What the exercise asks: Arrange every line of the listing below as a numbered list, skipping any blank lines.

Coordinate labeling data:
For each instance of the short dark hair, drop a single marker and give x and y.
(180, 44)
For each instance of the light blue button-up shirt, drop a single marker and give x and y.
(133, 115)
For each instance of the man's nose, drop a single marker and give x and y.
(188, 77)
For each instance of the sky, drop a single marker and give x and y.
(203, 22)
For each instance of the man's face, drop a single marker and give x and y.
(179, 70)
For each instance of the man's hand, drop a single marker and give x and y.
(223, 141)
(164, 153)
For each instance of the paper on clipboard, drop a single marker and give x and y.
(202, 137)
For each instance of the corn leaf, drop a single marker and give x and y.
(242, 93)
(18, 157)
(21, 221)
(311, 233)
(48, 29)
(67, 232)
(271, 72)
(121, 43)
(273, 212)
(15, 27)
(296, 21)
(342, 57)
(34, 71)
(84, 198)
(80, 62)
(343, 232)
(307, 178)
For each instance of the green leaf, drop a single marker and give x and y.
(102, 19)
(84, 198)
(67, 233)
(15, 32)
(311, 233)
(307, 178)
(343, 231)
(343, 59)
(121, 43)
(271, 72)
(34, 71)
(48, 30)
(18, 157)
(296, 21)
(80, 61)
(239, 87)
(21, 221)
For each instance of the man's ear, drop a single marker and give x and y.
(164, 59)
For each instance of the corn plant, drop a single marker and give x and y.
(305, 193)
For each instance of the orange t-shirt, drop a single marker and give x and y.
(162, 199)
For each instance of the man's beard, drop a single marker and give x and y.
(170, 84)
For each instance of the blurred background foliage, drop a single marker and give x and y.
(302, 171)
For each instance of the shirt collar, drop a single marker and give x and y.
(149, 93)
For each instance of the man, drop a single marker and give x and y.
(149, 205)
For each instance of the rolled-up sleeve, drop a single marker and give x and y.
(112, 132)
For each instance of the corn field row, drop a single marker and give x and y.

Solved exercise:
1. For each instance of the short dark hair, drop a single marker and give x and y.
2. (180, 44)
3. For each instance of the light blue button-up shirt, drop a single marker and give x and y.
4. (133, 115)
5. For each instance of the man's nose, drop a single marker and give x and y.
6. (188, 77)
7. For each instance of the sky, drop a single marker and give x and y.
8. (203, 22)
9. For each instance of the man's face, drop a single marker and give x and y.
10. (179, 70)
11. For each instance of the man's hand, drop a single marker and give x and y.
12. (223, 141)
13. (164, 153)
14. For each instance of the paper on clipboard, drop a single marker and give x and y.
15. (202, 137)
16. For each instance of the corn leaf, drop a single marker and give x and y.
17. (242, 93)
18. (18, 157)
19. (21, 221)
20. (311, 233)
21. (48, 29)
22. (67, 232)
23. (271, 72)
24. (121, 43)
25. (273, 212)
26. (15, 27)
27. (296, 21)
28. (342, 57)
29. (34, 71)
30. (84, 198)
31. (80, 62)
32. (343, 232)
33. (307, 178)
34. For each instance of the green leaf, drop a single marker and give x and y.
35. (102, 19)
36. (84, 198)
37. (67, 233)
38. (15, 32)
39. (311, 233)
40. (307, 178)
41. (343, 231)
42. (343, 59)
43. (121, 43)
44. (271, 72)
45. (34, 71)
46. (48, 30)
47. (18, 157)
48. (296, 21)
49. (80, 61)
50. (239, 87)
51. (21, 221)
52. For each instance of the man's ear, drop a single marker and give x and y.
53. (164, 59)
54. For each instance of the corn plant, drop a single marker and give x and y.
55. (305, 193)
56. For each instance of the orange t-shirt, drop a single marker and give x and y.
57. (162, 199)
58. For each instance of the man's beard, drop a single marker and give x and y.
59. (170, 84)
60. For each instance of the blurred background foliage, drop a single marker and give x and y.
61. (302, 171)
62. For each instance of the shirt collar, drop a single marker and give x and y.
63. (149, 93)
64. For each instance of the man, drop a single marker and give x and y.
65. (149, 205)
66. For each instance of the rolled-up sleeve, drop a single marker and give x and y.
67. (112, 132)
68. For each instance of the corn field row, drop a single marker and give x and y.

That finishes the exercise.